**Problem requirements**
Write out the Ellis Tech text below word for word, everything from "Harvard H. Ellis" down to "arts program space.".

Harvard H. Ellis Technical High School, or Ellis Tech, is a technical high school located in Danielson, Connecticut. It is part of the Connecticut Technical High School System. Founded in 1916 as the Putnam Trade School, it was the first technical school in Connecticut to have its own building. It is in the Connecticut Technical High School System. It receives students from many nearby towns.

The current school building was constructed in 2014. The building underwent renovations to add 30,000 square feet of new floor space as well as a new gymnasium, a classroom wing, a media center, and a culinary arts program space.

**Data**
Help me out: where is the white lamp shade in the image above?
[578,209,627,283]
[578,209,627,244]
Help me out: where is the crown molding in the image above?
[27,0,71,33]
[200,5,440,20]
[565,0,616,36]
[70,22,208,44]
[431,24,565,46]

**Completed exercise**
Harvard H. Ellis Technical High School, or Ellis Tech, is a technical high school located in Danielson, Connecticut. It is part of the Connecticut Technical High School System. Founded in 1916 as the Putnam Trade School, it was the first technical school in Connecticut to have its own building. It is in the Connecticut Technical High School System. It receives students from many nearby towns.

The current school building was constructed in 2014. The building underwent renovations to add 30,000 square feet of new floor space as well as a new gymnasium, a classroom wing, a media center, and a culinary arts program space.